# WHAT IS EXPECTED:
Reproduce the records below in full and word for word, excluding pictures.

────────────────────────────────────────

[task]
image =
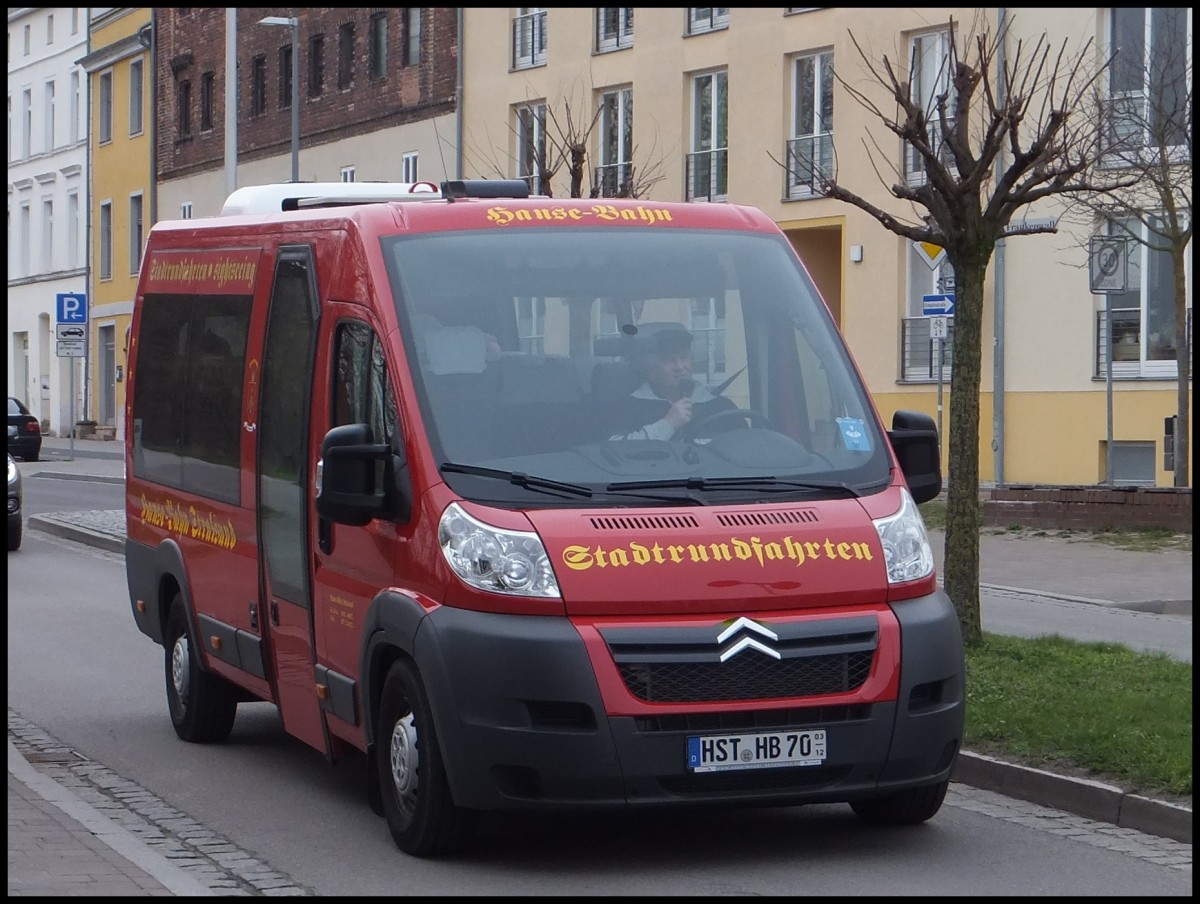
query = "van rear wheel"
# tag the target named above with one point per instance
(415, 795)
(903, 808)
(202, 705)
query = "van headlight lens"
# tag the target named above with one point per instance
(906, 548)
(496, 560)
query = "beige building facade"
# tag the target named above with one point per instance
(741, 105)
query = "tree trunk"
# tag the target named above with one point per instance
(961, 560)
(1183, 367)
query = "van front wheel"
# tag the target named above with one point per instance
(202, 705)
(421, 815)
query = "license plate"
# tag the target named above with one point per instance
(720, 753)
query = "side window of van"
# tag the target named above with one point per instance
(361, 391)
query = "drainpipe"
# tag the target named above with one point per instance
(997, 379)
(457, 102)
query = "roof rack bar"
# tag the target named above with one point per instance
(485, 189)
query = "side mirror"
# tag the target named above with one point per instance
(916, 443)
(353, 476)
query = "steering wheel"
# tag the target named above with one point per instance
(691, 430)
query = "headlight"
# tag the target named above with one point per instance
(495, 560)
(906, 548)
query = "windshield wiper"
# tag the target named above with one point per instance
(519, 478)
(732, 483)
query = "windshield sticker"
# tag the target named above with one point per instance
(605, 213)
(853, 433)
(203, 526)
(789, 549)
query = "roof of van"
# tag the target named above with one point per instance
(292, 196)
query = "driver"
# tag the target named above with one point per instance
(669, 400)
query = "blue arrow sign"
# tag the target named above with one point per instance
(72, 306)
(937, 305)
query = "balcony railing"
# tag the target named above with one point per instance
(529, 40)
(708, 175)
(922, 355)
(613, 180)
(809, 161)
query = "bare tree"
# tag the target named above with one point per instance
(995, 136)
(1146, 123)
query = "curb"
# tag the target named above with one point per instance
(1084, 797)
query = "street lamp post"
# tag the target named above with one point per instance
(294, 24)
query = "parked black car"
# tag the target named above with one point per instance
(24, 431)
(15, 506)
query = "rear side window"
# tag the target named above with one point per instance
(187, 394)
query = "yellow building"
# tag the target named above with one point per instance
(120, 197)
(709, 105)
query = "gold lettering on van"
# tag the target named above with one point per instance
(753, 550)
(642, 214)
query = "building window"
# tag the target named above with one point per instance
(76, 106)
(106, 240)
(49, 117)
(286, 77)
(708, 167)
(136, 232)
(258, 85)
(47, 235)
(185, 108)
(1150, 88)
(707, 18)
(615, 175)
(810, 150)
(529, 37)
(615, 28)
(106, 107)
(136, 96)
(1144, 315)
(346, 55)
(412, 36)
(930, 73)
(532, 147)
(208, 100)
(378, 39)
(316, 65)
(72, 229)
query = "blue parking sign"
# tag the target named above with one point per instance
(72, 306)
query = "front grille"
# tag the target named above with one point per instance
(749, 676)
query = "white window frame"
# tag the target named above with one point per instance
(105, 240)
(811, 145)
(105, 112)
(709, 101)
(702, 19)
(615, 28)
(137, 96)
(615, 150)
(137, 231)
(531, 143)
(929, 67)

────────────────────────────────────────

# EXERCISE OUTPUT:
[task]
image =
query = "van rear wheel"
# tag the target named above with one point per instance
(415, 795)
(903, 808)
(202, 705)
query = "van headlight lens"
# tag the target named above with one point per instance
(906, 548)
(496, 560)
query = "beige building facade"
# tag the target named above with one point per instance
(741, 105)
query = "tree trunk"
# tag the target named above with one point per instance
(961, 560)
(1183, 367)
query = "van front wheel"
# tag the target named above with one point per instance
(202, 705)
(421, 815)
query = "license plate"
# tag the target named above with one point per instance
(720, 753)
query = "side window of van"
# tag the target named above with one point per instance
(361, 391)
query = "drainpipe"
# tag the target named above with one point per instance
(997, 379)
(457, 102)
query = "roof rack bar"
# tag the target named above with one point per instance
(485, 189)
query = "side mirror"
# tag the target named above with one point per instance
(916, 443)
(353, 476)
query = "steering wheel"
# tag the target named above with one point per instance
(691, 430)
query = "headlight"
# tag the target named above with one point per instance
(495, 560)
(906, 548)
query = "windshield wiper"
# tag the target named above with one point per instance
(519, 478)
(732, 483)
query = "windshield sticker"
# tag the target named above with one point per instance
(605, 213)
(853, 433)
(203, 526)
(789, 549)
query = "roof of van"
# tag the target named above with one point per instance
(292, 196)
query = "driver"
# tag the target named above with one point per instance
(669, 400)
query = "blue arrow sign"
# tag the target named above with one point per instance
(72, 306)
(937, 305)
query = "balcony railing"
# tag the target named above with one point per instance
(529, 40)
(708, 175)
(922, 355)
(613, 180)
(809, 161)
query = "bare tree"
# tag the target named above with one point per instance
(995, 136)
(1146, 123)
query = "curb"
# tag the target named above with one point per instance
(1084, 797)
query = "street lamp post"
# tag the target named above with one point per instance
(294, 24)
query = "parked black car"
# tag the target named above with one point per instance
(24, 431)
(15, 506)
query = "rear side window"
# tag the target named above with one point per instance
(187, 394)
query = "yellow building"
# tag the target named above with one point per instance
(120, 197)
(709, 105)
query = "gold lettering on van"
# tag the target named above with one point per instance
(753, 550)
(642, 214)
query = "building window"
# tag the target named above with one point per instance
(76, 106)
(106, 240)
(49, 117)
(286, 77)
(708, 167)
(136, 232)
(258, 85)
(47, 235)
(185, 108)
(1150, 88)
(707, 18)
(615, 175)
(810, 150)
(529, 37)
(615, 28)
(106, 107)
(136, 96)
(1144, 315)
(346, 55)
(412, 36)
(930, 73)
(532, 147)
(208, 100)
(378, 39)
(316, 65)
(72, 229)
query = "blue parking sign"
# tag the target named above with one point per instance
(72, 306)
query = "front grille"
# tag the target named above with one point per instance
(749, 676)
query = "white window frame"
# tag the target named above with one point per instance
(105, 240)
(811, 145)
(105, 112)
(709, 101)
(702, 19)
(615, 28)
(137, 96)
(615, 150)
(137, 231)
(531, 143)
(929, 67)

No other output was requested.